PROBLEM DESCRIPTION - Rewrite the rows below with "every instance" replaced by "all instances" throughout and all else unchanged. Omit the pictures from your answer.

Boundary annotation records -
------------------------

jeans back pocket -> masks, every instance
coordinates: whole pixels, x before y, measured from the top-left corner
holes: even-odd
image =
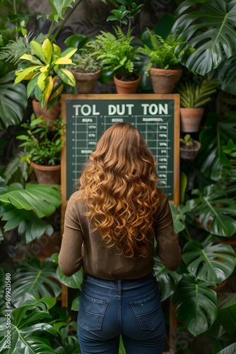
[[[102,321],[108,301],[95,299],[81,292],[78,324],[86,331],[102,329]]]
[[[129,302],[129,304],[141,329],[155,331],[163,321],[163,310],[157,291],[145,299]]]

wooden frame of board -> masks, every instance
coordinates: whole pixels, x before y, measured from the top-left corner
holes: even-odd
[[[82,101],[85,101],[86,103],[89,102],[95,101],[106,101],[112,102],[113,104],[116,101],[119,102],[129,102],[132,101],[136,103],[138,101],[144,101],[147,103],[151,103],[149,105],[147,105],[143,106],[144,110],[147,111],[148,109],[151,108],[152,106],[152,110],[151,111],[150,116],[158,116],[158,115],[154,115],[156,108],[154,105],[153,101],[170,101],[174,103],[174,122],[173,124],[173,132],[174,132],[174,142],[172,144],[172,152],[174,154],[173,158],[173,198],[172,200],[169,200],[170,202],[175,202],[177,205],[179,204],[179,135],[180,135],[180,122],[179,122],[179,94],[156,94],[156,93],[138,93],[138,94],[131,94],[131,95],[122,95],[122,94],[63,94],[61,96],[61,116],[65,122],[67,122],[67,103],[74,103],[75,101],[78,101],[78,103]],[[144,104],[145,105],[145,104]],[[78,107],[81,105],[78,105]],[[164,107],[164,106],[163,106]],[[159,107],[160,108],[160,107]],[[131,108],[131,105],[129,107]],[[163,108],[163,113],[164,112],[164,108]],[[77,110],[78,114],[78,110]],[[93,112],[91,112],[93,113]],[[95,109],[95,113],[98,113],[96,109]],[[113,114],[114,112],[112,112]],[[120,112],[119,112],[120,113]],[[150,112],[149,112],[150,113]],[[89,112],[88,110],[84,110],[85,117],[89,116]],[[100,116],[101,117],[101,116]],[[122,117],[122,115],[121,115]],[[114,122],[113,123],[114,124]],[[67,125],[68,126],[68,125]],[[138,127],[137,127],[138,128]],[[61,230],[64,229],[64,219],[65,210],[66,208],[67,200],[69,199],[68,195],[66,197],[66,133],[62,137],[65,141],[65,146],[61,150]],[[158,172],[159,174],[158,169]],[[68,193],[67,193],[68,194]],[[67,306],[68,304],[68,289],[67,287],[62,285],[62,294],[61,294],[61,305]],[[176,327],[177,327],[177,320],[175,316],[175,308],[172,305],[171,301],[170,302],[170,353],[174,353],[176,349],[176,342],[174,339],[176,336]]]

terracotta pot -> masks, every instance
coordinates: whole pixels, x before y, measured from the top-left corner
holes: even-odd
[[[171,93],[182,76],[181,69],[157,69],[151,67],[149,72],[154,93]]]
[[[204,108],[180,108],[181,131],[198,132]]]
[[[72,68],[70,71],[73,74],[76,81],[78,93],[90,93],[92,92],[96,81],[101,74],[101,70],[95,72],[76,72]]]
[[[30,162],[40,184],[60,184],[61,165],[42,166]]]
[[[117,73],[114,75],[113,79],[117,88],[117,93],[136,93],[138,84],[141,80],[141,76],[138,73],[135,73],[136,76],[138,77],[136,80],[134,81],[123,81],[122,80],[119,80],[117,78]]]
[[[201,143],[197,140],[194,140],[194,145],[191,149],[187,149],[180,147],[180,157],[184,160],[189,160],[194,161],[197,156],[199,150],[201,147]]]
[[[49,127],[52,128],[54,127],[53,120],[56,120],[59,118],[59,114],[61,113],[61,102],[57,101],[54,107],[47,110],[47,105],[43,108],[41,108],[40,104],[38,101],[35,99],[33,100],[33,109],[36,115],[37,118],[39,118],[42,115],[42,118],[45,123],[49,121]]]

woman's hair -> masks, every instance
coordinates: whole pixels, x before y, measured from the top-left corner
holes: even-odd
[[[156,160],[135,127],[112,125],[100,137],[96,150],[85,164],[80,190],[95,229],[107,247],[116,245],[126,257],[147,256],[154,234],[153,215],[160,190]]]

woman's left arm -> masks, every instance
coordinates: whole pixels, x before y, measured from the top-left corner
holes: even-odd
[[[83,238],[75,207],[75,199],[70,198],[65,213],[64,234],[58,257],[60,269],[66,277],[78,272],[82,266]]]

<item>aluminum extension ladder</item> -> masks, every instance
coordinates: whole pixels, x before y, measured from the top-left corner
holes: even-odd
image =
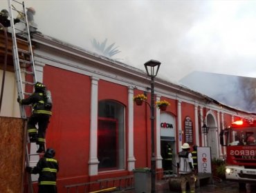
[[[15,0],[8,1],[13,44],[12,57],[15,79],[18,96],[21,99],[23,99],[26,98],[25,96],[30,95],[33,92],[34,85],[37,81],[34,57],[30,39],[30,26],[28,22],[26,8],[24,2],[19,2],[19,1]],[[17,25],[15,25],[15,14],[20,14],[22,16],[22,19],[20,19],[19,23],[21,24],[24,28],[17,28]],[[19,45],[22,45],[22,46]],[[26,46],[24,46],[24,45],[26,45]],[[28,108],[25,108],[24,105],[20,105],[20,113],[22,119],[27,119],[28,114],[26,112],[29,113],[31,112],[31,108],[28,109]],[[25,130],[26,131],[24,132],[27,133],[26,128],[25,128]],[[31,163],[31,156],[37,155],[38,156],[38,154],[35,152],[32,152],[31,150],[30,150],[31,144],[29,141],[28,134],[26,134],[26,139],[25,140],[26,141],[26,150],[24,150],[26,154],[25,163],[26,166],[29,166]],[[33,188],[31,175],[28,174],[26,176],[28,176],[28,190],[33,193]],[[23,185],[24,181],[22,182],[22,185]],[[23,192],[24,192],[24,190],[23,190]]]

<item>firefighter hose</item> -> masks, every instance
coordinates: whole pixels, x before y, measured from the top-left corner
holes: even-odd
[[[4,80],[6,79],[6,65],[7,65],[8,36],[7,36],[7,32],[6,32],[6,28],[1,23],[0,23],[0,27],[3,29],[4,36],[5,36],[5,38],[6,38],[6,41],[5,41],[6,52],[5,52],[5,55],[4,55],[2,85],[1,85],[1,95],[0,95],[0,113],[1,113],[1,107],[2,107],[3,94]]]

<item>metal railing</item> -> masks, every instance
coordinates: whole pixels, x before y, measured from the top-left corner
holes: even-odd
[[[99,179],[96,181],[65,185],[67,193],[91,192],[102,190],[107,192],[108,189],[116,187],[116,190],[128,190],[134,188],[134,175],[122,177]],[[111,191],[113,192],[113,191]]]

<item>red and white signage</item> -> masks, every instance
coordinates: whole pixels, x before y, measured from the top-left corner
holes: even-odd
[[[198,172],[200,173],[212,173],[210,148],[197,148]]]

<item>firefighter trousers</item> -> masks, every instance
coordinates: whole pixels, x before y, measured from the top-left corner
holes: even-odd
[[[33,113],[28,119],[28,132],[30,137],[37,139],[37,144],[45,143],[45,136],[48,125],[50,122],[50,114]],[[36,125],[38,125],[38,131]]]

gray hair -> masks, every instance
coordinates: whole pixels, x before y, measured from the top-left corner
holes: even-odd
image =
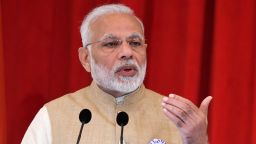
[[[142,21],[136,17],[133,10],[125,5],[122,4],[108,4],[103,5],[100,7],[97,7],[93,9],[83,20],[82,25],[80,27],[80,34],[82,38],[83,47],[86,46],[86,44],[91,42],[91,31],[90,31],[90,24],[95,21],[98,17],[110,14],[110,13],[123,13],[123,14],[130,14],[135,16],[135,18],[138,20],[138,22],[141,25],[142,31],[144,33],[144,26]]]

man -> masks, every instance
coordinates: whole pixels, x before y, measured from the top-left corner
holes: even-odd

------------------------

RESPONSE -
jeans back pocket -> masks, all instances
coordinates: whole pixels, x before y, measured from the top-left corner
holes: even-odd
image =
[[[102,321],[108,301],[95,299],[81,292],[78,324],[86,331],[102,329]]]
[[[129,302],[129,304],[141,329],[155,331],[163,321],[163,310],[157,291],[145,299]]]

wooden frame of board -> masks, all instances
coordinates: whole pixels, x before y, measured from the top-left corner
holes: even-odd
[[[82,101],[85,101],[86,103],[89,102],[95,101],[106,101],[112,102],[113,104],[116,101],[119,102],[129,102],[132,101],[136,103],[138,101],[144,101],[147,103],[151,103],[149,105],[147,105],[143,106],[144,110],[147,111],[148,109],[151,108],[152,106],[152,110],[151,111],[150,116],[158,116],[158,115],[154,115],[156,108],[154,105],[153,101],[170,101],[174,103],[174,122],[173,124],[173,132],[174,132],[174,142],[172,144],[172,152],[174,154],[173,158],[173,198],[172,200],[169,200],[170,202],[175,202],[177,205],[179,204],[179,135],[180,135],[180,122],[179,122],[179,94],[156,94],[156,93],[138,93],[138,94],[131,94],[131,95],[122,95],[122,94],[63,94],[61,96],[61,116],[65,122],[67,122],[67,103],[74,103],[75,101],[78,101],[78,103]],[[144,104],[145,105],[145,104]],[[78,107],[81,105],[78,105]],[[164,107],[164,106],[163,106]],[[159,107],[160,108],[160,107]],[[131,108],[131,105],[129,107]],[[163,108],[163,113],[164,112],[164,108]],[[77,110],[78,114],[78,110]],[[93,112],[91,112],[93,113]],[[95,109],[95,113],[98,113],[96,109]],[[113,114],[114,112],[112,112]],[[120,112],[119,112],[120,113]],[[150,112],[149,112],[150,113]],[[89,112],[88,110],[84,110],[85,117],[89,116]],[[100,116],[101,117],[101,116]],[[122,117],[122,115],[121,115]],[[114,122],[113,123],[114,124]],[[67,125],[68,126],[68,125]],[[138,127],[137,127],[138,128]],[[61,230],[64,229],[64,219],[65,210],[66,208],[67,200],[69,199],[68,195],[66,197],[66,133],[62,137],[65,141],[65,146],[61,150]],[[158,172],[159,174],[158,169]],[[68,193],[67,193],[68,194]],[[67,306],[68,304],[68,289],[67,287],[62,285],[62,294],[61,294],[61,305]],[[176,327],[177,327],[177,320],[175,316],[175,308],[172,305],[171,301],[170,302],[170,353],[174,353],[176,349],[176,342],[174,339],[176,336]]]

terracotta pot -> masks, all instances
coordinates: whole pixels, x before y, measured from the top-left corner
holes: even-odd
[[[171,93],[182,76],[181,69],[157,69],[151,67],[149,72],[154,93]]]
[[[204,108],[180,108],[181,131],[198,132]]]
[[[72,68],[70,71],[73,74],[76,81],[78,93],[90,93],[92,92],[96,81],[101,74],[101,70],[95,72],[76,72]]]
[[[30,162],[40,184],[60,184],[61,165],[42,166]]]
[[[117,73],[114,75],[113,79],[117,88],[117,93],[136,93],[138,84],[141,80],[141,76],[138,73],[135,73],[136,76],[138,77],[136,80],[134,81],[123,81],[122,80],[119,80],[117,78]]]
[[[201,143],[197,140],[194,140],[194,145],[191,149],[187,149],[180,147],[180,157],[184,160],[189,160],[194,161],[197,156],[199,150],[201,147]]]
[[[49,127],[52,128],[54,127],[53,120],[56,120],[59,118],[59,114],[61,113],[61,102],[57,101],[54,107],[47,110],[47,105],[43,108],[41,108],[40,104],[38,101],[35,99],[33,100],[33,109],[36,115],[37,118],[39,118],[42,115],[42,118],[45,123],[49,121]]]

woman's hair -> masks, all instances
coordinates: whole pixels, x before y, measured from the top-left corner
holes: even-odd
[[[156,160],[135,127],[112,125],[100,137],[96,150],[85,164],[80,190],[95,229],[107,247],[116,245],[126,257],[147,256],[154,234],[153,215],[160,190]]]

woman's left arm -> masks, all instances
coordinates: whole pixels, x before y, measured from the top-left corner
holes: even-odd
[[[83,238],[75,207],[75,199],[70,198],[65,213],[64,234],[58,257],[60,269],[66,277],[78,272],[82,266]]]

<item>aluminum extension ladder</item> -> masks, all instances
coordinates: whole pixels, x before y, measured from the top-left corner
holes: even-odd
image =
[[[15,0],[8,1],[13,44],[12,57],[15,79],[18,96],[21,99],[23,99],[26,98],[25,96],[30,95],[33,92],[34,85],[37,81],[34,57],[30,39],[30,26],[28,22],[26,8],[24,2],[19,2],[19,1]],[[17,25],[15,25],[15,14],[20,14],[22,16],[22,19],[20,19],[19,23],[21,24],[24,28],[17,28]],[[19,45],[22,45],[22,46]],[[26,46],[24,46],[24,45],[26,45]],[[28,108],[25,108],[24,105],[20,105],[20,113],[22,119],[27,119],[28,114],[26,112],[29,113],[31,112],[31,108],[28,109]],[[25,130],[26,131],[24,132],[27,133],[26,128],[25,128]],[[31,163],[31,156],[37,155],[38,156],[38,154],[35,152],[32,152],[31,150],[30,150],[31,144],[29,141],[28,134],[26,134],[26,139],[25,140],[26,141],[26,150],[24,150],[26,154],[25,163],[26,166],[29,166]],[[33,188],[31,175],[28,174],[26,176],[28,176],[28,190],[33,193]],[[23,185],[24,181],[22,182],[22,185]],[[23,192],[24,192],[24,190],[23,190]]]

<item>firefighter hose</item> -> masks, all instances
coordinates: whole pixels, x before y, measured from the top-left corner
holes: even-odd
[[[4,80],[6,79],[6,65],[7,65],[8,36],[7,36],[7,32],[6,32],[6,28],[1,23],[0,23],[0,27],[3,29],[4,36],[5,36],[5,38],[6,38],[6,41],[5,41],[6,52],[5,52],[5,55],[4,55],[2,85],[1,85],[1,95],[0,95],[0,113],[1,113],[1,107],[2,107],[3,94]]]

<item>metal railing</item> -> masks, all instances
coordinates: whole pixels, x before y, measured from the top-left corner
holes: even-odd
[[[99,179],[96,181],[65,185],[67,193],[91,192],[102,190],[107,192],[108,189],[116,187],[116,190],[128,190],[134,188],[134,175],[122,177]],[[111,191],[113,192],[113,191]]]

<item>red and white signage</item> -> masks, all instances
coordinates: whole pixels, x before y, measured from the top-left corner
holes: even-odd
[[[198,172],[200,173],[212,173],[210,148],[197,148]]]

<item>firefighter trousers</item> -> masks, all instances
coordinates: whole pixels, x before y, measured from the top-left corner
holes: even-odd
[[[33,113],[28,119],[28,132],[30,137],[37,139],[37,144],[45,143],[45,136],[48,125],[50,122],[50,114]],[[36,125],[38,125],[38,131]]]

gray hair -> masks, all instances
coordinates: whole pixels, x before y, measured from the top-left corner
holes: even-odd
image =
[[[142,21],[136,17],[133,10],[125,5],[122,4],[108,4],[103,5],[100,7],[97,7],[93,9],[83,20],[82,25],[80,27],[80,34],[82,38],[83,47],[86,46],[86,44],[91,42],[91,31],[90,31],[90,24],[95,21],[98,17],[110,14],[110,13],[123,13],[123,14],[130,14],[135,16],[135,18],[138,20],[138,22],[141,25],[142,31],[144,33],[144,26]]]

man -> masks, all instances
coordinates: whole pixels, x before y, measured from the top-left corner
holes: even-odd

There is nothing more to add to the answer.